# Latex prosthetics ~ help advice please



## the dogman (Jul 8, 2007)

That won't work with spirit gum.
Spirit gum is a cheap but terrible adhesive. The remover is also oil based so it will slowly eat the latex.
Try using medical style adhesives or getting some Pros-aide. Pros-aide can be removed and reactivated with isopropyl alcohol if you need to re-stick it and is very easy to apply. It holds quite very well, I used it for prosthetics last year and the only issue I ran into was that with my nose covered any hard breathing made the upper lip of the prosthetic come loose.


----------



## Spooky-Licious (Sep 4, 2011)

couldn't you adhere the pre-made prosthetic with more liquid latex? (o_0)


----------



## UnOrthodOx (Apr 24, 2007)

wolfie138 said:


> Hey all,
> just here to pick some brains and get advice for Hallowe'en.
> I'm going to the Alice Cooper concert on Hallowe'en and i've decided to go in makeup, as a half-burnt Severen from Near Dark :
> View attachment 85394
> ...



So, what you have is the makeup liquid latex? This kind of stuff?










IMO (and there are other methods), the best way to get burn effects with this stuff is to do the effects right on the spot. It's typically so thin you're not going to get it off very cleanly.

Point localization data
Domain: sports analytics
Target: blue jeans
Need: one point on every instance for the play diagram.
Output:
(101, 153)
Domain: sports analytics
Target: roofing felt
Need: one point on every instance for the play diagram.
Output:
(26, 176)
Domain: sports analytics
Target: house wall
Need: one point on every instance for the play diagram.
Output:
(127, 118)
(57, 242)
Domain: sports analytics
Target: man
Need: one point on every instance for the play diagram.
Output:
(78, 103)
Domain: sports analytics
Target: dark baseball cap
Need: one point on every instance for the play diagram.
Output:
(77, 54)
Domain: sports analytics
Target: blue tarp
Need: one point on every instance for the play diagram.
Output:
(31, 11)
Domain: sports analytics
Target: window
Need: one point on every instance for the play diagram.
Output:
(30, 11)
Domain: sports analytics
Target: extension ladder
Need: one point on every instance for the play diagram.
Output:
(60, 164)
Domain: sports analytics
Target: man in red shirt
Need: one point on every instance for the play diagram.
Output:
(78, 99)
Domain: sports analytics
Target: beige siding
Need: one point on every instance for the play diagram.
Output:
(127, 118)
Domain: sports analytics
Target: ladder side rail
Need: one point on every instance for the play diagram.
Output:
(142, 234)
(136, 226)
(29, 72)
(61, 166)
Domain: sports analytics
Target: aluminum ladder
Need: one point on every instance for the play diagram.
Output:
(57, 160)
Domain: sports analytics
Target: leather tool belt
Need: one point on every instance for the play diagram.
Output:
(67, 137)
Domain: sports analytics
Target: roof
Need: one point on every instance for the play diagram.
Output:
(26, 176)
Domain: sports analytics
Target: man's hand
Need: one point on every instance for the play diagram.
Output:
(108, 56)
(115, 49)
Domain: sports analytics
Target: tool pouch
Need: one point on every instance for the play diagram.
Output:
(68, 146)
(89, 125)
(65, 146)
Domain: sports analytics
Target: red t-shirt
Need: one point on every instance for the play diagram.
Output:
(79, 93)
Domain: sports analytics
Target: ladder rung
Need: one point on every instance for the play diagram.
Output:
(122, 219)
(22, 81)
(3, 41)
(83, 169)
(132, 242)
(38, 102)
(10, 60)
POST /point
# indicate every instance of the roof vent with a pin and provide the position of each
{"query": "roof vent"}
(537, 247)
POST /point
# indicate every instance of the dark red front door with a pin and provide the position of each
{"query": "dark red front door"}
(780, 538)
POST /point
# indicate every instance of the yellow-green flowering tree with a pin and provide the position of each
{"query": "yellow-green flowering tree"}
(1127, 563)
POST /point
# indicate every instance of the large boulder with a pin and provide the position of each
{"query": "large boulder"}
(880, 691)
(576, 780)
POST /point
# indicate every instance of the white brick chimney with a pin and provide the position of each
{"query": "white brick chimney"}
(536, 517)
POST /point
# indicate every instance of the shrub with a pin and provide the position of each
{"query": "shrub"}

Instructions:
A: List every adhesive that the latex prosthetics thread names as a way to attach a prosthetic.
B: According to the latex prosthetics thread, what can be used to remove and reactivate Pros-aide?

Responses:
A: Spirit gum, medical style adhesives, Pros-aide, liquid latex

B: Isopropyl alcohol.